Stored entries:
Segment Open
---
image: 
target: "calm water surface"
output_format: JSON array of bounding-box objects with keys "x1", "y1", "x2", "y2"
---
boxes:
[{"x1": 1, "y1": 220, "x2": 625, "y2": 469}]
Segment Closed
*Task to carry out*.
Once you have read the entries, reproduce each one exactly.

*Expected answer*.
---
image: 
target: "calm water surface"
output_format: JSON array of bounding-box objects with keys "x1", "y1", "x2", "y2"
---
boxes:
[{"x1": 1, "y1": 220, "x2": 625, "y2": 469}]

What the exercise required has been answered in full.